◆ Source passage ◆
_ _ _ _ _

Re: [RFC] Converging userspace and kernel code

linux-btrfs.vger.kernel.org archive mirror
 help / color / mirror / Atom feed

From: Qu Wenruo <quwenruo@cn.fujitsu.com>
To: "Darrick J. Wong" <darrick.wong@oracle.com>,
	Jeff Mahoney <jeffm@suse.com>
Cc: Omar Sandoval <osandov@osandov.com>,
	Eric Sandeen <sandeen@redhat.com>,
	Goldwyn Rodrigues <rgoldwyn@suse.de>,
	<linux-btrfs@vger.kernel.org>, David Sterba <dsterba@suse.com>
Subject: Re: [RFC] Converging userspace and kernel code
Date: Tue, 10 Jan 2017 10:24:13 +0800	[thread overview]
Message-ID: <63f4eab8-c85d-4f0f-ab32-775db38cc388@cn.fujitsu.com> (raw)
In-Reply-To: <20170110014633.GA14032@birch.djwong.org>



At 01/10/2017 09:46 AM, Darrick J. Wong wrote:
> On Mon, Jan 09, 2017 at 04:38:22PM -0500, Jeff Mahoney wrote:
>> On 1/9/17 4:34 PM, Omar Sandoval wrote:
>>> On Mon, Jan 09, 2017 at 09:31:39AM -0600, Eric Sandeen wrote:
>>>> On 1/8/17 8:11 PM, Qu Wenruo wrote:
>>>>>
>>>>>
>>>>> At 01/08/2017 09:16 PM, Goldwyn Rodrigues wrote:
>>>>>>
>>>>>> 1. Motivation
>>>>>> While fixing user space tools for btrfs-progs, I found a couple of bugs
>>>>>> which are already solved in kernel space but were not ported to user
>>>>>> space. User space is a little ignored when it comes to fixing bugs in
>>>>>> the core functionality. XFS developers have already performed this and
>>>>>> the userspace and kernel code walks in lockstep for libxfs.
>
> Eh, I've wrangled the two other FSes mentioned, so I guess I can
> reiterate for a while too. :P
>
> Yes, it's very nice to be able to apply kernel patches of core libxfs
> code onto xfsprogs and have it work.  It's /annoying/ to have to it sort
> of work but with a lot of fuzz and somewhere midway through the apply
> loop the whole thing crashes and burns due to some minor merge conflict.

_ _ _ _ _

◆ Set tasks ◆
1. In the btrfs mailing-list thread, which developers does Goldwyn Rodrigues say already keep userspace and kernel code in lockstep?
2. Carry the btrfs mailing-list thread forward from its final line, writing a few more sentences in the same style.
The items after this point have no connection to the btrfs mailing-list thread.

_ _ _ _ _

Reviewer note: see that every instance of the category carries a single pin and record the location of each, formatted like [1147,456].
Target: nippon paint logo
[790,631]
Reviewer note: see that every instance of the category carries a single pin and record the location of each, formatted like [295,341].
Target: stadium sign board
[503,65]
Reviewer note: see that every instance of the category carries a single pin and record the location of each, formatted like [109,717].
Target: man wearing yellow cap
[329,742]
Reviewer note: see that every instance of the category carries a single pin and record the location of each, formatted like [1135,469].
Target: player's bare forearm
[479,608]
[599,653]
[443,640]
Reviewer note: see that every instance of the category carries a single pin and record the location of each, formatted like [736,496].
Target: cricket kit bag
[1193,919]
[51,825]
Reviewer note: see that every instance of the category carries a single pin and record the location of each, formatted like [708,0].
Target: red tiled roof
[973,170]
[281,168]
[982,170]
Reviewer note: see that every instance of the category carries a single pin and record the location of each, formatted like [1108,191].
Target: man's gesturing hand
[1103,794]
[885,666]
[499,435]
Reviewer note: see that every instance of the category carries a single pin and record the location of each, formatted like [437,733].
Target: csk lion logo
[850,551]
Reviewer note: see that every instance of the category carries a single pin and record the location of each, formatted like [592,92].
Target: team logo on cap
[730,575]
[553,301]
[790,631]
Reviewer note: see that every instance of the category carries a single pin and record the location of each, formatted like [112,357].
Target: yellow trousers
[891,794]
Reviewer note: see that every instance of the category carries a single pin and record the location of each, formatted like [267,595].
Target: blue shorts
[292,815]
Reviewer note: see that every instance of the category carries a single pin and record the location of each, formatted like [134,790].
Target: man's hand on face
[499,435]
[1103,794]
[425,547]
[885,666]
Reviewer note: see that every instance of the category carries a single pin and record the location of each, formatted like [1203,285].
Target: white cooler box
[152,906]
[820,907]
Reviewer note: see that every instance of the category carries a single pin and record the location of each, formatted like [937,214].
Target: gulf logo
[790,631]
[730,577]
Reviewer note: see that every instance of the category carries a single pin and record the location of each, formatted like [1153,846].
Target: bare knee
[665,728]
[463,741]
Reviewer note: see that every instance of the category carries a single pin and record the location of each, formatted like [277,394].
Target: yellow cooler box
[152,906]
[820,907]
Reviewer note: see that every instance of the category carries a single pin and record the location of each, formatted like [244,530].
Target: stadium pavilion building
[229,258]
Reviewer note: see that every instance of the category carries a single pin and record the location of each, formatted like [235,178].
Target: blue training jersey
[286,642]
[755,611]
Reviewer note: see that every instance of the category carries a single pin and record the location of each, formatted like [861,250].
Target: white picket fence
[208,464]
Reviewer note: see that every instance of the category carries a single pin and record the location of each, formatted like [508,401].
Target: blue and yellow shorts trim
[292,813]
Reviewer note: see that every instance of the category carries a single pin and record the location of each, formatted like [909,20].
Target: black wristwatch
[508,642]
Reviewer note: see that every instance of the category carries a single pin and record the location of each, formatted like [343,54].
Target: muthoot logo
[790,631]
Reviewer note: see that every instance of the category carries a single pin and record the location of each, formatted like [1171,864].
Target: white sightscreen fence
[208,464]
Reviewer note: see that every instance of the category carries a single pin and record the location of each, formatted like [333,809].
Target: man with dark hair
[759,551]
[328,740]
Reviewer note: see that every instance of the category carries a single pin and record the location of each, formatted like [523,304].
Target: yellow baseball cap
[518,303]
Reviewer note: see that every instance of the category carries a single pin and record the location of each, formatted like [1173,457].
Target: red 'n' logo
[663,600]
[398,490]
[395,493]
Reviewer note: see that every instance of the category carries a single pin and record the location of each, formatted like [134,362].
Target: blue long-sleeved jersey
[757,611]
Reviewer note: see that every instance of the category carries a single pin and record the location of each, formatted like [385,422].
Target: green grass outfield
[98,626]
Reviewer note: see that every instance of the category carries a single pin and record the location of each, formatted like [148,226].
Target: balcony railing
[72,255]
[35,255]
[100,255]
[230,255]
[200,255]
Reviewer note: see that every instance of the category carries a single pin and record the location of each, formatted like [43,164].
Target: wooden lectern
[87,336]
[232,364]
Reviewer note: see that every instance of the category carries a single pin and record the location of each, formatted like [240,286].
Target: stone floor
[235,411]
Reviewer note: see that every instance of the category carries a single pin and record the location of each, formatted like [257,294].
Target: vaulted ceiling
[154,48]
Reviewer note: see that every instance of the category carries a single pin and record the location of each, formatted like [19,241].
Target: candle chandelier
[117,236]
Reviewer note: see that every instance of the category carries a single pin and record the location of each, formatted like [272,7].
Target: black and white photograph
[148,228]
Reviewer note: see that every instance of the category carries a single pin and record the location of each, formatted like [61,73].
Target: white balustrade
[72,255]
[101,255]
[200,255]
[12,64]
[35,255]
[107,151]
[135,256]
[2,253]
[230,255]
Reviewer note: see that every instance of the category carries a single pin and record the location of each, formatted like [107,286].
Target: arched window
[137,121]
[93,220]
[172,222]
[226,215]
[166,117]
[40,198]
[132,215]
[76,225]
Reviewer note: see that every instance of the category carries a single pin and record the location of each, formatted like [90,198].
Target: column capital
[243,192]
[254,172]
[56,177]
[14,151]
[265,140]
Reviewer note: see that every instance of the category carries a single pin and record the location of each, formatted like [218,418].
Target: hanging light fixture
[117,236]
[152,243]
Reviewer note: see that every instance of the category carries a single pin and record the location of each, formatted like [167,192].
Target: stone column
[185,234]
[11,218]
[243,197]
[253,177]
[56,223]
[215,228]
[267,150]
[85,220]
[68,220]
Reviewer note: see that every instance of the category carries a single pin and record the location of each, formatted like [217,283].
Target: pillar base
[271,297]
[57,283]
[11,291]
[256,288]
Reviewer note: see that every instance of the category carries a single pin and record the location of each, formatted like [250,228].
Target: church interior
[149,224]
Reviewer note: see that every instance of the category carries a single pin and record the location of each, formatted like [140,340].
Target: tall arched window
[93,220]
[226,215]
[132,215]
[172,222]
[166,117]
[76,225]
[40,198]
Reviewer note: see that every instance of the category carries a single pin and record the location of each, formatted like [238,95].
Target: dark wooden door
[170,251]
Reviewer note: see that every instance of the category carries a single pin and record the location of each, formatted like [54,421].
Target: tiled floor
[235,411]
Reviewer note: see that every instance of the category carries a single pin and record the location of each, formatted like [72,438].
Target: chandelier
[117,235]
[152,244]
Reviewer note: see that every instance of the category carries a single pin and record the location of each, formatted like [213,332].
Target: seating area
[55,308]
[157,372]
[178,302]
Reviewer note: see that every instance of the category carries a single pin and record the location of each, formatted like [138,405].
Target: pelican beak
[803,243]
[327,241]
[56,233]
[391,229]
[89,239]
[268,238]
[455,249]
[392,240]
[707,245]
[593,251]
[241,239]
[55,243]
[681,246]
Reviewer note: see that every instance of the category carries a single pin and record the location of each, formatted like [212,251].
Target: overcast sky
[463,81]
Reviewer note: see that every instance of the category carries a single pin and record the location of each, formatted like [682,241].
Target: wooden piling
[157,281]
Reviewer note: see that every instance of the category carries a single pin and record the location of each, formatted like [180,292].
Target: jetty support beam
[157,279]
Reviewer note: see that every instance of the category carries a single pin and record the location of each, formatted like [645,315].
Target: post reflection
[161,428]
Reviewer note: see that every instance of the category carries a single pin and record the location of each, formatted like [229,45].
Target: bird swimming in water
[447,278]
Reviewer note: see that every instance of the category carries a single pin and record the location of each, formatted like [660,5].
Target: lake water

_ _ _ _ _

◆ Task-by-task answers ◆
1. The XFS developers, whose userspace and kernel code walks in lockstep for libxfs.

2.
>
> (It's not so bad for libext2fs since at least it's a totally different
> implementation.  But I'll get to that later.)
>
> The core XFS algorithms (btrees, space management, inodes, directories,
> attributes, on-disk formats, and some of the log stuff) live in
> libxfs/xfs_*.[ch].   The stuff that sits between those algorithms and
> the kernel all live in fs/xfs/*.[ch], and the stuff between the
> algorithms and the C library live in libxfs/ and include/ in files that
> don't start with "xfs_".  As I understand it, the dividing line is that
> core algorithms are in libxfs, and everything else isn't.

Well, thanks for pointing out libxfs, which I didn't ever know before.

After a quick glance, I must say, this is AWESOME!!!

Over 55K lines of codes, but kernel facilities are kept into minimal!
No mutex/spinlock, and VFS inode/page seldom occurs.

What a wonderful implementation!
This is almost a perfect extraction, making core logical really isolated 
from all this kernel mess.
(On the other hand, btrfs is just a hell of random/ancient fixes)

If btrfs can do it like this(although I still wonder), then I'm 
completely OK for that.

While from what I see in current codes like btrfs_map_block(), I still 
wonder if we can do it without a large code/interface rework.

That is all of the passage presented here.